----- EXCERTO DO DOCUMENTO

Uma deliciosa sopa coreana de noodles cortados à faca, servida num caldo de anchovas com guarnições variadas e molho picante.
A primeira coisa em que repara é a névoa. Um véu de vapor perfumado a noodles condensa-se na montra enquanto a chuva de verão tamborila no toldo. Os comensais inclinam-se sobre tigelas que borbulham como pequenas fontes termais. Praticam o iyeol chiyeol: a convicção coreana de que se espanta o mormaço saboreando um prato igualmente escaldante.

Nestas tigelas repousa o kalguksu: noodles cortados à faca, tão tenros que ondulam, banhados num caldo que lembra frango cozinhado lentamente. Por mais humilde que pareça, a sopa destila séculos de saber-fazer e conforto, oferecendo uma lição de história, gole após gole, sobre como a Coreia transformou escassez, engenho e um pouco de farinha em refúgio comestível.
De iguaria real ao indispensável dos dias de chuva
Sob Goryeo e depois no início de Joseon, o trigo era tão raro que ficava trancado nos celeiros reais. Os noodles só apareciam, portanto, em grandes ocasiões: casamentos, banquetes de colheita ou dol, esse primeiro aniversário em que os noodles simbolizam a longevidade.
No seu clássico de 1670, Eumsik Dimibang, Dama Jang Gye-hyang descreve já um método de noodles de trigo e trigo-sarraceno cortados à faca, o registo escrito mais antigo da técnica que mais tarde daria o kalguksu. Durante séculos, o prato manteve-se elitista; os noodles translúcidos eram uma demonstração do golpe de lâmina do cozinheiro.
A guerra da Coreia abalou esta ordem. Os navios de ajuda norte-americanos descarregavam sacos de farinha branca nos portos; de repente, um alimento outrora reservado à nobreza podia alimentar os refugiados e a classe operária. Vendedores ambulantes improvisaram caldeirões portáteis e, nos anos 1960, a Myeongdong Kyoja abriu em Seul, servindo um caldo de frango, a que se acrescenta, diz-se, um leve toque de porco, que ainda hoje atrai longas filas.
Numa tigela autêntica: noodles, caldo, guarnições

Noodles. Os verdadeiros noodles de kalguksu nunca são calibrados em fábrica. Um punhado de massa é estendido finamente, dobrado e depois cortado em fitas de 3 a 5 mm. Os bordos irregulares dão uma textura elástica e mastigável que a massa seca não consegue imitar.

----------

#### EXERCÍCIOS
(a) Responda às seguintes perguntas com base no excerto sobre o kalguksu:
(i) Em que ano foi escrito o Eumsik Dimibang?
(ii) Em que década abriu a Myeongdong Kyoja em Seul?
(iii) Com que largura são cortadas as fitas de massa dos verdadeiros noodles de kalguksu?
(b) Enumere as grandes ocasiões em que, segundo o excerto sobre o kalguksu, os noodles apareciam sob Goryeo e no início de Joseon.
(c) Transcreva do excerto sobre o kalguksu o trecho que começa em "De iguaria real" e termina em "simbolizam a longevidade.".

----- INFORMAÇÃO EXTRAÍDA

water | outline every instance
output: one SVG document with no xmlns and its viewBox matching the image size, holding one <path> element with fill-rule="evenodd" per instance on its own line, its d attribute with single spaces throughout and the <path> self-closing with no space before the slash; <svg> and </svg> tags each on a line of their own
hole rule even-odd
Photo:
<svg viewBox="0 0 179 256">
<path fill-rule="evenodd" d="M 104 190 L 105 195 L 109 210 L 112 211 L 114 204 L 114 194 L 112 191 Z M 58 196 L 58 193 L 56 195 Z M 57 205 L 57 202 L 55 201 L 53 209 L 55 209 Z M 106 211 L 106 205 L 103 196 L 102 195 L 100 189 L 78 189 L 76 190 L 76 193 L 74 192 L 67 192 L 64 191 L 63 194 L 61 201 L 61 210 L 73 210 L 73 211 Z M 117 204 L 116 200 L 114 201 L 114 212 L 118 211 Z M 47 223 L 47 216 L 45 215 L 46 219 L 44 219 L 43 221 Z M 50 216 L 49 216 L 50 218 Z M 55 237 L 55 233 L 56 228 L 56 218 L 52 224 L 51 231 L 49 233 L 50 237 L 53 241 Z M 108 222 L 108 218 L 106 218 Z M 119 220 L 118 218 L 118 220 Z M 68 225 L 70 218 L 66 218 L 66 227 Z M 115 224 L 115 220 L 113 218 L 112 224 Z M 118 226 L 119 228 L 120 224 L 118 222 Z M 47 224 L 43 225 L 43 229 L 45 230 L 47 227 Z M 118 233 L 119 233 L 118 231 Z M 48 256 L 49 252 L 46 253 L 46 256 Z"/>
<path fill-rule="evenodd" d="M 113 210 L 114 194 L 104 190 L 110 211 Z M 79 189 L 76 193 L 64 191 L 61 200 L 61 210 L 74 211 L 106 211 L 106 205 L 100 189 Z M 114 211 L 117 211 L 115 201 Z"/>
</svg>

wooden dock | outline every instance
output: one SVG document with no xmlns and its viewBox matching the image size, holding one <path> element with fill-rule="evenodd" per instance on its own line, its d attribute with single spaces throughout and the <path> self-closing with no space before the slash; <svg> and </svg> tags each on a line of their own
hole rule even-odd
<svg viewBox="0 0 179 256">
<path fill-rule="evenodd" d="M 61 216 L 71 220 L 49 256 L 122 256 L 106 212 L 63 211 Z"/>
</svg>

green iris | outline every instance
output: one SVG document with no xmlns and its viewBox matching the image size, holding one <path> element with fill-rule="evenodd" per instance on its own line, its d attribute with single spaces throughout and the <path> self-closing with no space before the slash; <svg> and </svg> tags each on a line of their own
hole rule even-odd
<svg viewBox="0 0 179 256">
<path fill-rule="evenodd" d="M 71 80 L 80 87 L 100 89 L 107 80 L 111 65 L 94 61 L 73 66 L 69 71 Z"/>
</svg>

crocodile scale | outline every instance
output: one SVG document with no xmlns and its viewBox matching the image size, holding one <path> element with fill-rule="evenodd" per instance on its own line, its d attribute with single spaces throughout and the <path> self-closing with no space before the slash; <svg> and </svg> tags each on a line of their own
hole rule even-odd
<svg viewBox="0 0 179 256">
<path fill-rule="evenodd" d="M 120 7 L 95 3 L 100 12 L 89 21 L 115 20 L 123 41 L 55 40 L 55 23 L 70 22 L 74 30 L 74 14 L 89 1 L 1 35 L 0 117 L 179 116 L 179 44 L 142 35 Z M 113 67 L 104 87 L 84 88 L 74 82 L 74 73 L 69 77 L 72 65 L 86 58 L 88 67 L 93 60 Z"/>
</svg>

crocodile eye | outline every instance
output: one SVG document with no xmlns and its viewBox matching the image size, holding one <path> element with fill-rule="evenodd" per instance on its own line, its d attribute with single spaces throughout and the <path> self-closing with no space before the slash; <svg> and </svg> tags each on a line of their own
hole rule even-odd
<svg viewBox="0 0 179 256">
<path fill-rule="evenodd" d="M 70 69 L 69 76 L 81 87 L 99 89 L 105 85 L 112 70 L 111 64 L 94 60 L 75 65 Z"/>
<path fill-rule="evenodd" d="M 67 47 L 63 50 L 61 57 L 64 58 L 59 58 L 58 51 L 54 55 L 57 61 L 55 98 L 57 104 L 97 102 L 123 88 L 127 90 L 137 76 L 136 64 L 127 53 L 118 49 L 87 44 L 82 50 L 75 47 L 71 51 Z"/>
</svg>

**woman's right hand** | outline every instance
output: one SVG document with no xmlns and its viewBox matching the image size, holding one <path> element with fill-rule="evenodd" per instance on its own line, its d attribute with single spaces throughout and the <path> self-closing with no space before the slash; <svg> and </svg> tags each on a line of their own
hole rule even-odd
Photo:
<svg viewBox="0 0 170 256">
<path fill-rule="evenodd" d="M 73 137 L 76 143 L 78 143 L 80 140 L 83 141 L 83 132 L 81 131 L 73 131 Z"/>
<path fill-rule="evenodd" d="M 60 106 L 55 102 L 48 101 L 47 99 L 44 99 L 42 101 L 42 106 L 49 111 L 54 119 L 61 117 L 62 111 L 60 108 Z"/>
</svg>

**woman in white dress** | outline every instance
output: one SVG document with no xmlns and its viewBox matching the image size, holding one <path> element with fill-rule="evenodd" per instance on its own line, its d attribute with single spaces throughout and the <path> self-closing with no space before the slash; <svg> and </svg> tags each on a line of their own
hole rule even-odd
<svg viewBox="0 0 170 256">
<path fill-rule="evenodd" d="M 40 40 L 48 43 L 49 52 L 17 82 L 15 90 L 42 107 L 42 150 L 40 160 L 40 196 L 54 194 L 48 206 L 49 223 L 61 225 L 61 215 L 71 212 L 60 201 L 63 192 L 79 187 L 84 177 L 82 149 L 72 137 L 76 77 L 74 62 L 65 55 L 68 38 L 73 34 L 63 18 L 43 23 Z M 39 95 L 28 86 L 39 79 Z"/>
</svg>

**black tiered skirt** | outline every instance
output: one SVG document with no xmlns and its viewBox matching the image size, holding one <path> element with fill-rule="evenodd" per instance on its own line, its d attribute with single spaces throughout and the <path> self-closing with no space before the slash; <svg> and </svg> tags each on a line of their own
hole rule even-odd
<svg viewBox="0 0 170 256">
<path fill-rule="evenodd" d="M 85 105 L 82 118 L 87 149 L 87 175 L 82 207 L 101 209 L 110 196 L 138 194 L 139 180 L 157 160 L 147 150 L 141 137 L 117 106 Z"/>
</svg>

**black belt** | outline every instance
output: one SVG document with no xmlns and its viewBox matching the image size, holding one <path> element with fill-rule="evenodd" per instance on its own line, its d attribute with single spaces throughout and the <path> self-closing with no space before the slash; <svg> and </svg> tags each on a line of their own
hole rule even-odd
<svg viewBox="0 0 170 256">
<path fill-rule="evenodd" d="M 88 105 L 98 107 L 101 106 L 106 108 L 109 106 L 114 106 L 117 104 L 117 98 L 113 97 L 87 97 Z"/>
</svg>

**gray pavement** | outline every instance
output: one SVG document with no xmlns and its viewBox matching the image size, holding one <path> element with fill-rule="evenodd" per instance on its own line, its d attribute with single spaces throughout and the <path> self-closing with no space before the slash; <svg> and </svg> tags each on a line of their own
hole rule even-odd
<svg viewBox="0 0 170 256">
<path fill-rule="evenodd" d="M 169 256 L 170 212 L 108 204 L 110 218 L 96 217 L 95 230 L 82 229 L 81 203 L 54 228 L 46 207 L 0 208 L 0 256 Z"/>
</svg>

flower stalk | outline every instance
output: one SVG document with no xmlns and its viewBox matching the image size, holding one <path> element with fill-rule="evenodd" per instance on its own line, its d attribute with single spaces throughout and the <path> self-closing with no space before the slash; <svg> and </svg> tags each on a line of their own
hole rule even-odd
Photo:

----------

#### EXERCÍCIOS RESOLVIDOS
(a)
(i) Em 1670.
(ii) Nos anos 1960.
(iii) Com 3 a 5 mm.

(b) Casamentos, banquetes de colheita e dol.

(c)
De iguaria real ao indispensável dos dias de chuva
Sob Goryeo e depois no início de Joseon, o trigo era tão raro que ficava trancado nos celeiros reais. Os noodles só apareciam, portanto, em grandes ocasiões: casamentos, banquetes de colheita ou dol, esse primeiro aniversário em que os noodles simbolizam a longevidade.